## EXERCISE BRIEF
Write the records out again in full, word for word.

(Dataset items)
--

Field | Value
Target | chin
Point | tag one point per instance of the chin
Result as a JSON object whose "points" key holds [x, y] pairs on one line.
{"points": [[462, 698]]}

--

## RESULT OF THE TASK
Field | Value
Target | chin
Point | tag one point per instance of the chin
Result as a JSON object whose "points" key holds [x, y] pairs on one line.
{"points": [[462, 698]]}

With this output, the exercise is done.